**TASK TO COMPLETE**
Return, word for word, the part of the company car survey text between "There has been" and "newly established figure.", inclusive.

**TEXT**
Local dealers are usually given the opportunity to bid on company-owned cars if they are not employees first. In the large majority of cases, the leased cars are retuned to the leasing companies, although here again, employees may be given the opportunity to buy the car-often at a good price.

As a matter of fact, more than 60% of the companies either sell the cars to employees or have an arrangement with the leasing company to sell the cars.

DEPRECIATION

There has been some change noted in depreciation methods since the last survey-a larger number of firms using a longer number of years in establishing straight line depreciation. More than half the companies still use the straight line method and a goodly number still follow the 2% per month concept, although a growing number were giving 2.25% up to 3% as their newly established figure.

As has been the case in previous surveys, the large variety of methods has been the key point of the question. As an example, here are 10 statements taken from 10 questionnaires in a row with no connecting factors or operations:

"Half of fleet -2%; other half 2.5%"

"2.5% per month"

"Runzheimer: rates revised annually based on current year model prices."

"Sum-of-the-years-digits over 36 months."

"The accelerated tax schedule."

**INFORMATION PROVIDED**
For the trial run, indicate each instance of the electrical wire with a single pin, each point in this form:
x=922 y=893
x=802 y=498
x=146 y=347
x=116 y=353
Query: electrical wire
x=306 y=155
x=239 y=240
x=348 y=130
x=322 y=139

**COMPLETED TASK**
There has been some change noted in depreciation methods since the last survey-a larger number of firms using a longer number of years in establishing straight line depreciation. More than half the companies still use the straight line method and a goodly number still follow the 2% per month concept, although a growing number were giving 2.25% up to 3% as their newly established figure.